» Your objective
Copy the passage of the PCI hang discussion that begins at "Since BARs 2" and stops after "to test with.", changing "BAR3" to "the third BAR".

» Quoted text
+ + + +
So, only a Byte access at offset 2 is successful. I have not been able
to get any more details as to the exact cause of the hang. I would have
thought that the PCI transaction would have just timed out, or errored
out, or something but apparently the platform ends up hanging.
It appears that this device did not implement the reserved registers
such that they would return 0 on reads or something more similarly sane.
Since BARs 2 and 3 are not 0, indicating the device only supports one
channel, I expect the same issue will occur when accessing BAR3. Again,
I do not have access to a system with this device to test with.
> > >> I would have thought that the solution to all this was to return
> > >-EINVAL
> > >> on any attemt to read or write these files while a driver is bound to
> > >> the device. If userspace is going to use the API, then the
> > >application
> > >> better unbind any driver first.
> > >>
> > >> Or? Am I missing something here?
> > >
> > >That doesn't really solve anything though. Let's pretend the resource
> > >files only work while the device is bound to pci-stub. Now what
> > >happens
> > >when you run this udevadm command as admin while it's in use by the
> > >userspace driver? All we've done is limit the scope of the problem.
> > Assuming that the system hangs without driver help and that this
> > brokenness is widespread. I don't think any of those assumptions hold.
> > Do they?
> I thought it was true that for this device a system hang happened
> regardless of the host driver, but haven't seen the original bug report.
+ + + +
» Data supplied
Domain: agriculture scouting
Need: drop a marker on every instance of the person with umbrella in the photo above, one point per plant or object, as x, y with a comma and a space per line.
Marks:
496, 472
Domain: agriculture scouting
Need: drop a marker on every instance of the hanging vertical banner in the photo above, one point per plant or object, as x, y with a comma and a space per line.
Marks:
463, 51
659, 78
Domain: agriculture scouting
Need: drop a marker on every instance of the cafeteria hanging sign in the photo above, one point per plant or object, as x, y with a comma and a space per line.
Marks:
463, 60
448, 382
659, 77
+ + + +
» Result for this exercise
Since BARs 2 and 3 are not 0, indicating the device only supports one
channel, I expect the same issue will occur when accessing the third BAR. Again,
I do not have access to a system with this device to test with.